Exercise aim
Copy out exactly the lines from the one containing "Task — mark the small plant" to the last line of the records below, both included, and leave out any pictures.

Listed records
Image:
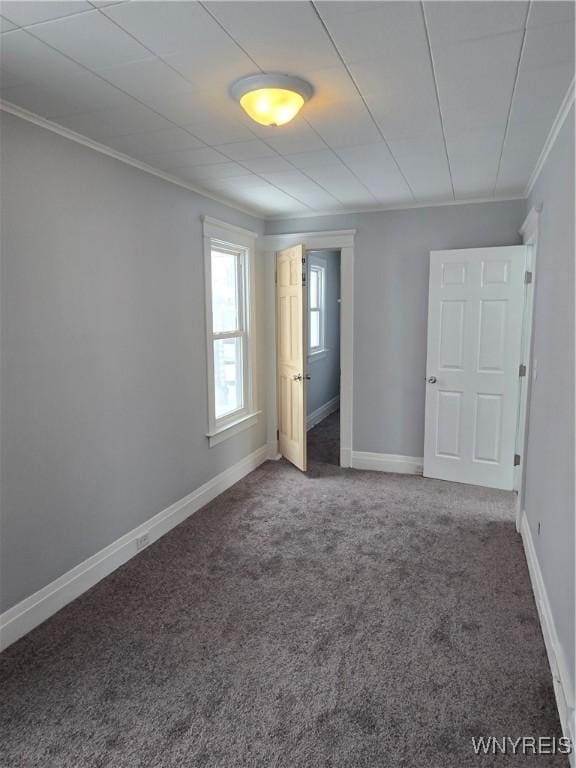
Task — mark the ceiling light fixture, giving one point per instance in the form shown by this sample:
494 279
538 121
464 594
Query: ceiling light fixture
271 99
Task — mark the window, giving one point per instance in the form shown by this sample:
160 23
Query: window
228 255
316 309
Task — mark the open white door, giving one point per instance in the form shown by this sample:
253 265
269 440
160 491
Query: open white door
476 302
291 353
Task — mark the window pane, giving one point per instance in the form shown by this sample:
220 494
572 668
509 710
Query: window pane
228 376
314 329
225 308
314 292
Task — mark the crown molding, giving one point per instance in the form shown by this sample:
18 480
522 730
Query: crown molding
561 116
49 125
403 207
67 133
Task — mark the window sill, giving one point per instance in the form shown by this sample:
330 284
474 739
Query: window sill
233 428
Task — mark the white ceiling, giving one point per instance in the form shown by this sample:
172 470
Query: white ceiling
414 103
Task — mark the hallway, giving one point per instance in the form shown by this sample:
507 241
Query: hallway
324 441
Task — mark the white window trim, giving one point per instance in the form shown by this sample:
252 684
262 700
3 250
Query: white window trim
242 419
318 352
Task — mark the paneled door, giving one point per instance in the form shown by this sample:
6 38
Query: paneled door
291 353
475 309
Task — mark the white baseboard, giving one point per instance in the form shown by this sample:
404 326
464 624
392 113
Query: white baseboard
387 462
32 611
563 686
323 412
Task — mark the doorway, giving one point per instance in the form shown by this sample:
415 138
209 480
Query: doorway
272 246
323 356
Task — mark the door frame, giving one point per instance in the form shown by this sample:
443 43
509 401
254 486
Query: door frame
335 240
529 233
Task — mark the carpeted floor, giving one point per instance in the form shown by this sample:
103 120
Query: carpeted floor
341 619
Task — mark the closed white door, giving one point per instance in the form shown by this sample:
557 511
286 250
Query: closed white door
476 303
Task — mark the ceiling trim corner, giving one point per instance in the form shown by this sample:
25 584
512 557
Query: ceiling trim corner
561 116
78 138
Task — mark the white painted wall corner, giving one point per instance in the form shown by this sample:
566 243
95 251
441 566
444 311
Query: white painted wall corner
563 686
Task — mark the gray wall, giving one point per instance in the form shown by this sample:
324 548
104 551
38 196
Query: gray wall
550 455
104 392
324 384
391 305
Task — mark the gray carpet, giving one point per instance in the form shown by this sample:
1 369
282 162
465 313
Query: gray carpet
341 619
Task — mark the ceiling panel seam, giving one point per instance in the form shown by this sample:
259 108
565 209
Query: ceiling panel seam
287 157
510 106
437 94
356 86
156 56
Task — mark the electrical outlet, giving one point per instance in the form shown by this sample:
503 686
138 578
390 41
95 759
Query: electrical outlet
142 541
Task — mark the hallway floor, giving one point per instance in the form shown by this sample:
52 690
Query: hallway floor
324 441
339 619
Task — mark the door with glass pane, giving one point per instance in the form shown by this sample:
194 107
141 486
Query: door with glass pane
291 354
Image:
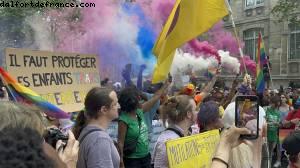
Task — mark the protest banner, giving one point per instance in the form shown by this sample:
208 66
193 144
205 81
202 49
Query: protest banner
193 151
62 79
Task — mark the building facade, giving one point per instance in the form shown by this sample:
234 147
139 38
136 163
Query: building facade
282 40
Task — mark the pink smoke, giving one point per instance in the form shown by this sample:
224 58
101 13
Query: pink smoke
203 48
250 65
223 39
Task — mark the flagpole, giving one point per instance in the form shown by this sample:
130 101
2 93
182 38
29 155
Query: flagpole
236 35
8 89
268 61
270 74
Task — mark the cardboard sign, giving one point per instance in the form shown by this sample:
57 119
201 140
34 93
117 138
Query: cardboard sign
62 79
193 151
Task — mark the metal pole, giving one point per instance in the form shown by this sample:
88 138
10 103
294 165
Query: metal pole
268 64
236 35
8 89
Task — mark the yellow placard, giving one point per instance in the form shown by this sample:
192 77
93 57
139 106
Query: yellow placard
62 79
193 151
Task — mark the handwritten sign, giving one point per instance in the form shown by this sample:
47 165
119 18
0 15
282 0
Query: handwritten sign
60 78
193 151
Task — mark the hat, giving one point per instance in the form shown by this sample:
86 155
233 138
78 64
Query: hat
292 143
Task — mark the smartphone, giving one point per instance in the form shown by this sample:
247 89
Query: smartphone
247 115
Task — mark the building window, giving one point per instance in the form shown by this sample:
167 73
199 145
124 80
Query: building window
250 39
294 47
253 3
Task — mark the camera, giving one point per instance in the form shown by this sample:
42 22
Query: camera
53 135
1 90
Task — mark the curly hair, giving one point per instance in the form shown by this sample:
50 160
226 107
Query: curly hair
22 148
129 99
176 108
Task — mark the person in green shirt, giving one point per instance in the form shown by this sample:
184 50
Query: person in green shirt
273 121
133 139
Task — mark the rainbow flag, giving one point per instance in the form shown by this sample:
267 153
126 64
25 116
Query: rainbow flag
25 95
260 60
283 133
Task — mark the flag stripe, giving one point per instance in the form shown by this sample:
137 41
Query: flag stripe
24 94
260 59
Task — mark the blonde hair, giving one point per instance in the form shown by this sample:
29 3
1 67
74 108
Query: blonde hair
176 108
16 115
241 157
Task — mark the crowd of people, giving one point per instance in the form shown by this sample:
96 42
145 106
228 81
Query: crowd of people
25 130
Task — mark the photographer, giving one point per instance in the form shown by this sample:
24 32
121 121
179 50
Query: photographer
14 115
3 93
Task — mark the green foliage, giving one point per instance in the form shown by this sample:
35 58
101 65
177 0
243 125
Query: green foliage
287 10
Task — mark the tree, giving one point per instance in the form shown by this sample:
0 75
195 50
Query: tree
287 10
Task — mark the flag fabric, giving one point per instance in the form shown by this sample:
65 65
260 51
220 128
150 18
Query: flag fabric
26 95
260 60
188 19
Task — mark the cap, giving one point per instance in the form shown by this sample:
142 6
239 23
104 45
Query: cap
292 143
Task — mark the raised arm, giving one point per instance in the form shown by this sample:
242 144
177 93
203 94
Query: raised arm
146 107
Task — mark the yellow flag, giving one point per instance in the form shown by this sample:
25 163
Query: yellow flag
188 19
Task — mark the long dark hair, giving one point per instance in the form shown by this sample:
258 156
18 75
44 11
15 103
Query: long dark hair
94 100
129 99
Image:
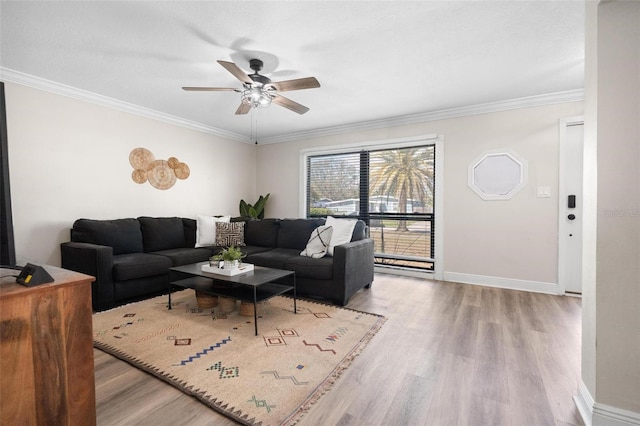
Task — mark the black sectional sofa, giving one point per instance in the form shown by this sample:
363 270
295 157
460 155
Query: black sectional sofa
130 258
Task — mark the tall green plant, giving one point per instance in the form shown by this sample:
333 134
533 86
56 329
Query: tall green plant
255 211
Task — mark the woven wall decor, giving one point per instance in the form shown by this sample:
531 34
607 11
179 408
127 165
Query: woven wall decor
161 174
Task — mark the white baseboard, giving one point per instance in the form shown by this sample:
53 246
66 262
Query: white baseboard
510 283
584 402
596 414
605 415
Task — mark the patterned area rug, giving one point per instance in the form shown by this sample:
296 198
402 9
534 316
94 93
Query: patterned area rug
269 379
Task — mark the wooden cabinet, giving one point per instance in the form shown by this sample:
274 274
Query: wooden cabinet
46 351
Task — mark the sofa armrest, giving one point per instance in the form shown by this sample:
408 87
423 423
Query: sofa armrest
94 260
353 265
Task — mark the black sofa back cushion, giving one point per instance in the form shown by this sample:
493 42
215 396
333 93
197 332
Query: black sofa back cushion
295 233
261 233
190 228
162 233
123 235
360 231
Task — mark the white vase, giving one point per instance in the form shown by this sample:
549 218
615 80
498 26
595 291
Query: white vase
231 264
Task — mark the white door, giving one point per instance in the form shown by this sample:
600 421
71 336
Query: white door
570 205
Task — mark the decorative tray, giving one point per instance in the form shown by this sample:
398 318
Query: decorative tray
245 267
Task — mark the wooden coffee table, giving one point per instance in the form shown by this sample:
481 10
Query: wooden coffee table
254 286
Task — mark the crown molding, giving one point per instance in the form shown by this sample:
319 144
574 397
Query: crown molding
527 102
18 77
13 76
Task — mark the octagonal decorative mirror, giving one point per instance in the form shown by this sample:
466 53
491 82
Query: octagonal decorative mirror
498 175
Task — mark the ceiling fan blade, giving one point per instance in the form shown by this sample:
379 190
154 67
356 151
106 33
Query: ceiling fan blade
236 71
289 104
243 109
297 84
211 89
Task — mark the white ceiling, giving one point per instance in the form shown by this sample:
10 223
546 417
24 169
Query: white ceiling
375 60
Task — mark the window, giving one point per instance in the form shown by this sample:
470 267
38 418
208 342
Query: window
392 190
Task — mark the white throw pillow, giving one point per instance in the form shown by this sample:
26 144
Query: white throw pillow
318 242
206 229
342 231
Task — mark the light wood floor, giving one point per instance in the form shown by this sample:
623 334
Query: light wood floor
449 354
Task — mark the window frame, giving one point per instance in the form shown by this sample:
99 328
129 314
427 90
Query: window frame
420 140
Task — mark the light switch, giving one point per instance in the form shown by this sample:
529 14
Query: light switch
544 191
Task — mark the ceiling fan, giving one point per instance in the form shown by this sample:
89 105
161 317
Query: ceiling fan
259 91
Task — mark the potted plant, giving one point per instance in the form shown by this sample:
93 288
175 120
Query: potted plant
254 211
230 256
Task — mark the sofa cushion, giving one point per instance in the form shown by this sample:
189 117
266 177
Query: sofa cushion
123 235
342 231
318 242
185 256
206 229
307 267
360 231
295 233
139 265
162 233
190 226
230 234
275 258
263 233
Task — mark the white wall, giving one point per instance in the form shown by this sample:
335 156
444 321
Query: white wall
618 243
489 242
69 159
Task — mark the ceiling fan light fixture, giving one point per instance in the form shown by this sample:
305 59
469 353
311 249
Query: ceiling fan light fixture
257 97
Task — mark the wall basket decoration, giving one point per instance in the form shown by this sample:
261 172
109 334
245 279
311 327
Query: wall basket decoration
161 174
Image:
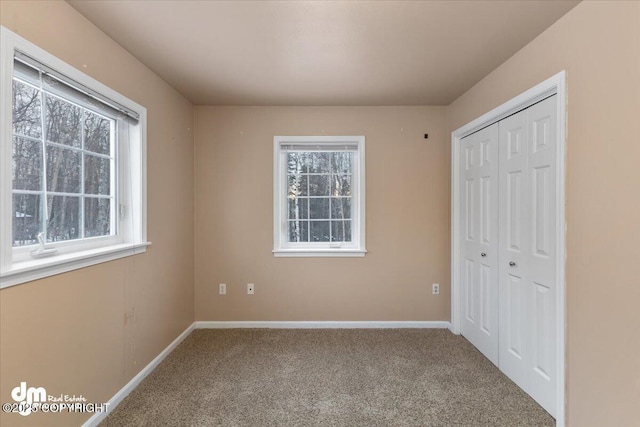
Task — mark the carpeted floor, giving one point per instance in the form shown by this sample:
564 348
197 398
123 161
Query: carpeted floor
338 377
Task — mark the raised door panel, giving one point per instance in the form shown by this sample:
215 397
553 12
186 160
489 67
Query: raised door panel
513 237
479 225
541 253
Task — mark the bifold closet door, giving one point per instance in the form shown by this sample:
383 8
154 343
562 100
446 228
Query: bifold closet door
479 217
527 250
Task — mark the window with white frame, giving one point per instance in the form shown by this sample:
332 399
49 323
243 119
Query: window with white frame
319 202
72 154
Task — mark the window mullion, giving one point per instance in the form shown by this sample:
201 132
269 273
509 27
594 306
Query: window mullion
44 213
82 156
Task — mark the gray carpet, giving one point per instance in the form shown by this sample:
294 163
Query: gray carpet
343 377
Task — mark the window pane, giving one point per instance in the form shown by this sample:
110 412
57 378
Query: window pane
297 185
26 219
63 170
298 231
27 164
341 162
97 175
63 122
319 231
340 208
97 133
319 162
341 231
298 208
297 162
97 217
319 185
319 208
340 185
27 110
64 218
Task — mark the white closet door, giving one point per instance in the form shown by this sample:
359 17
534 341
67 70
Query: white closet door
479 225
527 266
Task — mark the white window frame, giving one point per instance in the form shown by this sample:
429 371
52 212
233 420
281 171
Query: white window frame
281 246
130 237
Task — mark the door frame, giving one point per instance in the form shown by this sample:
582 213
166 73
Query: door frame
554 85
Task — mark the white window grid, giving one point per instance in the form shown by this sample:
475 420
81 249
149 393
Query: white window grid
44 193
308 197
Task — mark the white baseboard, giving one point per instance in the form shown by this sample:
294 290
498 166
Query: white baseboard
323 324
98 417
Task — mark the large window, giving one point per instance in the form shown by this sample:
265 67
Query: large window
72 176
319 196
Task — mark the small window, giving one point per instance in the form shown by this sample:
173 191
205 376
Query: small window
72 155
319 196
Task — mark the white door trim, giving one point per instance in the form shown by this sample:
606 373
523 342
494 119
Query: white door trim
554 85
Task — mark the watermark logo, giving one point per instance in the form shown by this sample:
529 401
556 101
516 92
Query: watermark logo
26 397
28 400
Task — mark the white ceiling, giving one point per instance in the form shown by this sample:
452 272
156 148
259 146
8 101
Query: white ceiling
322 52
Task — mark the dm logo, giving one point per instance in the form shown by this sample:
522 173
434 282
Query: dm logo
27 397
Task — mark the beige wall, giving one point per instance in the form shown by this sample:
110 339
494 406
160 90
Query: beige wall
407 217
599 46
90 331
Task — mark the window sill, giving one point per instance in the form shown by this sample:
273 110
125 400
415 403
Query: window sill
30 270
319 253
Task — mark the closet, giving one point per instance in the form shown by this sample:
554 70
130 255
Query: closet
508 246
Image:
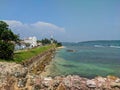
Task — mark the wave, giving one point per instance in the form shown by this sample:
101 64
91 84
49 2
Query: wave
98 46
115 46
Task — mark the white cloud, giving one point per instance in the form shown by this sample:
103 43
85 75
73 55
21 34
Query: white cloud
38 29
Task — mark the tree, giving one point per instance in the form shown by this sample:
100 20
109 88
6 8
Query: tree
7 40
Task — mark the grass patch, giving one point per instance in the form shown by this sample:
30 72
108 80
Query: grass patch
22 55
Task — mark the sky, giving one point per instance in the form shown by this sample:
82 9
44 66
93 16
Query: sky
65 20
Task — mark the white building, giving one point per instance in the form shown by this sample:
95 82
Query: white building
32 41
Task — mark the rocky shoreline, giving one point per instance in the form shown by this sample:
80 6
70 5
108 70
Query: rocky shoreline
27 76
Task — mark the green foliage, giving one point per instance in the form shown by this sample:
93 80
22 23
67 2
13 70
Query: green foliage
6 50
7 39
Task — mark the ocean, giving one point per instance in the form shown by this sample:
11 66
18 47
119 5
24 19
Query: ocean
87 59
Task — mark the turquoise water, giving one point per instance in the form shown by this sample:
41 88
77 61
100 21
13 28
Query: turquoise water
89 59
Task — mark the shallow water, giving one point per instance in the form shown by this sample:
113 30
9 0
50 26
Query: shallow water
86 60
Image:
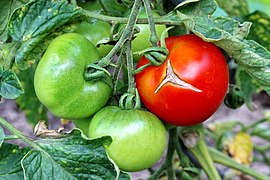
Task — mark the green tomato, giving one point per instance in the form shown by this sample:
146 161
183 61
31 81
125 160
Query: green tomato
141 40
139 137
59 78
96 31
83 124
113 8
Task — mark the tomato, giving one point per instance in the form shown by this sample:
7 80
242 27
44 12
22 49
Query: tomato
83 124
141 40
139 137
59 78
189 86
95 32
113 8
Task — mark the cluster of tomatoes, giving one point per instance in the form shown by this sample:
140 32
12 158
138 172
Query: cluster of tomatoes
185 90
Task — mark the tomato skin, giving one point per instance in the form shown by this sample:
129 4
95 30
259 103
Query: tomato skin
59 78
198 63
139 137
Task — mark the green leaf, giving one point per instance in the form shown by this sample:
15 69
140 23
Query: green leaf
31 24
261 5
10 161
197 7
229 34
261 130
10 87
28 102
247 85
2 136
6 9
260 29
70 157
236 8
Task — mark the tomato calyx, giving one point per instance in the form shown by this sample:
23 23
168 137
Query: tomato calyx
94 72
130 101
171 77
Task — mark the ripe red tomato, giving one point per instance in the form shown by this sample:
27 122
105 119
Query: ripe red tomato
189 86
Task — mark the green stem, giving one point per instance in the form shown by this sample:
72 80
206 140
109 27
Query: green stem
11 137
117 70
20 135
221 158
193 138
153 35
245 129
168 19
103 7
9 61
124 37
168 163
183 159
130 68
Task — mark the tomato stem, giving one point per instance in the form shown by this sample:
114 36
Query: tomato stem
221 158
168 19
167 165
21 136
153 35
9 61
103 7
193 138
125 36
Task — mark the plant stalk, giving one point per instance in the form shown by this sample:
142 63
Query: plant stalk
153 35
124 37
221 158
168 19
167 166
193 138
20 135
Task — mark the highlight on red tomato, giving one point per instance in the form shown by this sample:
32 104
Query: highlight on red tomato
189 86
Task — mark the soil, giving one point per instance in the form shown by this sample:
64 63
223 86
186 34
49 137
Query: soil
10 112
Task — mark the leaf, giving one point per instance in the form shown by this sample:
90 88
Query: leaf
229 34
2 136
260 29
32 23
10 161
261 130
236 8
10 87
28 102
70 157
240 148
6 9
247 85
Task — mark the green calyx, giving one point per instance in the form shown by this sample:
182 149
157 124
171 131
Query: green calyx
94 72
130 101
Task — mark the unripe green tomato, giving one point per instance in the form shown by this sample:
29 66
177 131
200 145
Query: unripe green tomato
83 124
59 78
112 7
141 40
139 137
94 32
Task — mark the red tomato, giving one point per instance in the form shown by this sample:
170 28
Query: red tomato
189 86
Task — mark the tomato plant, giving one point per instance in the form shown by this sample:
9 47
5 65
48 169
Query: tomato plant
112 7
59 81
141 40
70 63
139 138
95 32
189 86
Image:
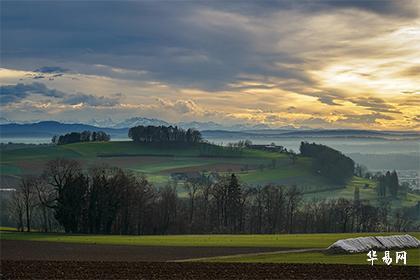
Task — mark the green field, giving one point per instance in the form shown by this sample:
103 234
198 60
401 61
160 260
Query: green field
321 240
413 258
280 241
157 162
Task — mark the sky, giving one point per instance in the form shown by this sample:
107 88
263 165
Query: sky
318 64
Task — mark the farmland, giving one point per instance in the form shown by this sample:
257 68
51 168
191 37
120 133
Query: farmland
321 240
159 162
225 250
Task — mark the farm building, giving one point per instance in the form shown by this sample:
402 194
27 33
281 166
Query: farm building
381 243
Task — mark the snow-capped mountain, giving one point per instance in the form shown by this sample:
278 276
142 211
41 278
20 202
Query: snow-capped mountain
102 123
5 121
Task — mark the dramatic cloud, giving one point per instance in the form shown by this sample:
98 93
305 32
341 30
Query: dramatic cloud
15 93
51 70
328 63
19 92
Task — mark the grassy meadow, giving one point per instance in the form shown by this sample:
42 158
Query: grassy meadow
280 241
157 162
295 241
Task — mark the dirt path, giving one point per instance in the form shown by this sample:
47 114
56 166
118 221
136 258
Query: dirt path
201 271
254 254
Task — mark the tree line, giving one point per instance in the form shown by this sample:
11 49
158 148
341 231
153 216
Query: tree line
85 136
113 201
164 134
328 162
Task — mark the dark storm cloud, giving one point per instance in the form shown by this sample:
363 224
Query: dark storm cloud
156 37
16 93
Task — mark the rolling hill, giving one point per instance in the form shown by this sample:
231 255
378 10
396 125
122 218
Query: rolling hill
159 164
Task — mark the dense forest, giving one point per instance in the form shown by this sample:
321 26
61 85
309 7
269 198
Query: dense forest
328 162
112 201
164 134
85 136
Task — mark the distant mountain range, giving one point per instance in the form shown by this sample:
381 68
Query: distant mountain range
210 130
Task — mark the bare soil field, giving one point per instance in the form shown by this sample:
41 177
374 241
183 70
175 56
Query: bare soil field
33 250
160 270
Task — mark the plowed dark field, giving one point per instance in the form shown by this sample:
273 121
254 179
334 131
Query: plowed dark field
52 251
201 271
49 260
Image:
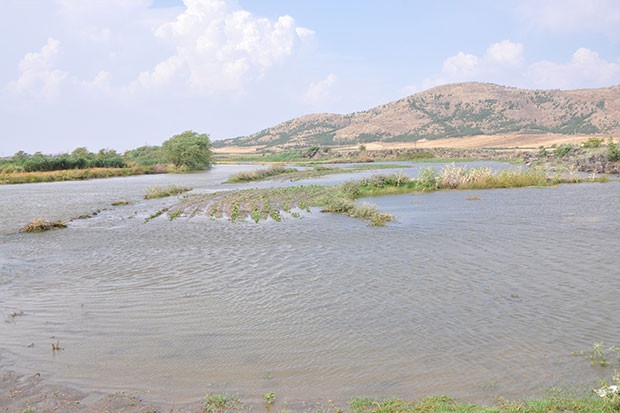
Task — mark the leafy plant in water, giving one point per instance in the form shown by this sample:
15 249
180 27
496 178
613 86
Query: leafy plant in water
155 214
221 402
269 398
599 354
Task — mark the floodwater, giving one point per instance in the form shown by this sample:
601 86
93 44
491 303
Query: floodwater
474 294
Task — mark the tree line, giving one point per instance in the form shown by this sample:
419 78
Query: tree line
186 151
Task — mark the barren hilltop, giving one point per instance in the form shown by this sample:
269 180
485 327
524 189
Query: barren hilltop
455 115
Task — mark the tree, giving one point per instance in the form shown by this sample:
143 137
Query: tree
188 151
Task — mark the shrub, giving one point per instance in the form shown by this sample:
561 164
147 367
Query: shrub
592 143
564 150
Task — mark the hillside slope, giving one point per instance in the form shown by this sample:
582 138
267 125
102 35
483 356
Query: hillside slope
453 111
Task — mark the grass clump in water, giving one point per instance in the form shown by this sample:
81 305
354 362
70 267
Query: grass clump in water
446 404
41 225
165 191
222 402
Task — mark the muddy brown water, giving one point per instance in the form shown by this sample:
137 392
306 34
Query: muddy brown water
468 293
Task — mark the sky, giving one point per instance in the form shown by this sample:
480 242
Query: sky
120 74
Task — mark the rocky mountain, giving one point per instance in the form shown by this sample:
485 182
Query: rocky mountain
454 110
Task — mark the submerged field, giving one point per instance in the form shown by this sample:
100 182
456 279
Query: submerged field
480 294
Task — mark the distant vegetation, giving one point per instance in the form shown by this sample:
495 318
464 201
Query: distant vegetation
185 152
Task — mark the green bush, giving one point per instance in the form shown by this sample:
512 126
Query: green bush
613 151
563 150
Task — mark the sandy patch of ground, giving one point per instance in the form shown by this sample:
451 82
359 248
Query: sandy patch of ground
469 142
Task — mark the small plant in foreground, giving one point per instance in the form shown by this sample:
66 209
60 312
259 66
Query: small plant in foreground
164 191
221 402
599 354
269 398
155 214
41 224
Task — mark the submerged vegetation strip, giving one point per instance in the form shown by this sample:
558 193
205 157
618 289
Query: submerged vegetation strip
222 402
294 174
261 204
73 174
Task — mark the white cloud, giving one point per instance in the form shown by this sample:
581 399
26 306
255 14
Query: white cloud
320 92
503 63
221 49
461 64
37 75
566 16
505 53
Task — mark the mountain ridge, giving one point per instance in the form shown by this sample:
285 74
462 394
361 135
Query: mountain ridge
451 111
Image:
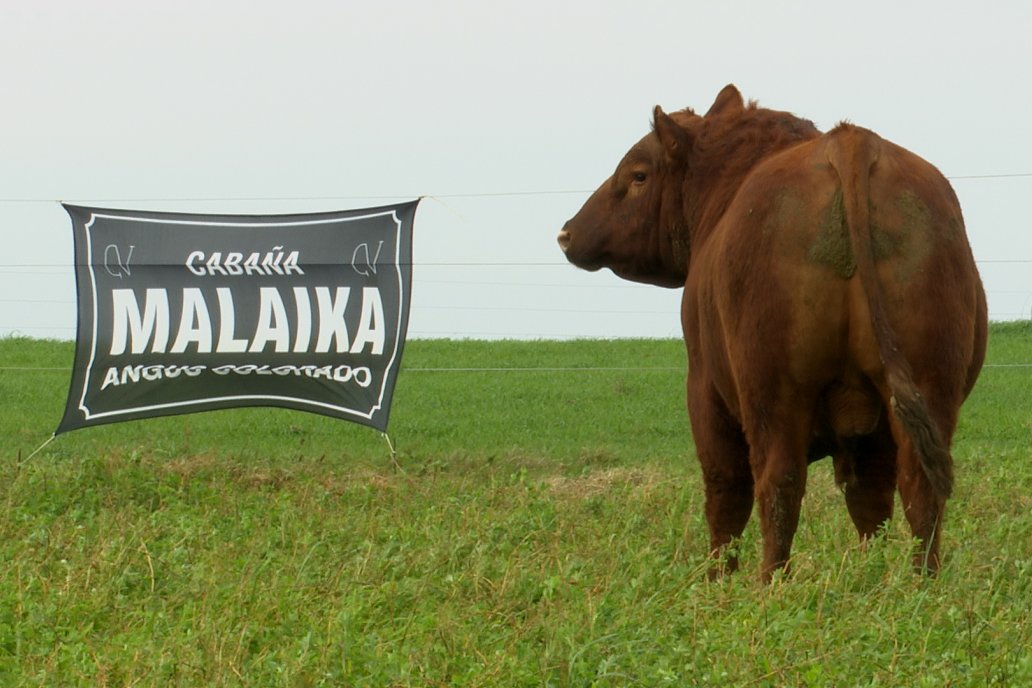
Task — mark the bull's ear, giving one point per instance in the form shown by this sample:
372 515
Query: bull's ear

Exercise output
Task — mark the small plant in foreground, giving one point per instance in the form shown by this sample:
66 209
60 312
259 66
Query: small plant in foreground
164 191
221 402
599 354
269 398
155 214
41 224
Task — mark the submerged vegetation strip, giving one point per instance in the form shown by this sample:
558 193
205 157
618 289
Query: submerged vegetation strip
222 402
294 174
261 204
73 174
Task — mark the white cloud, giving one point per instance in the form shown by this sample:
581 399
26 306
255 14
Query: white cloud
320 92
503 63
221 49
461 64
37 75
566 16
505 53
Task — mark the mountain ridge, giving one point per instance in the form shown by this sample:
285 74
462 394
361 135
Query: mountain ridge
451 111
Image:
Task — mark the bull's ear, giving one point per instance in the form shown by this sample:
372 515
Query: bull's ear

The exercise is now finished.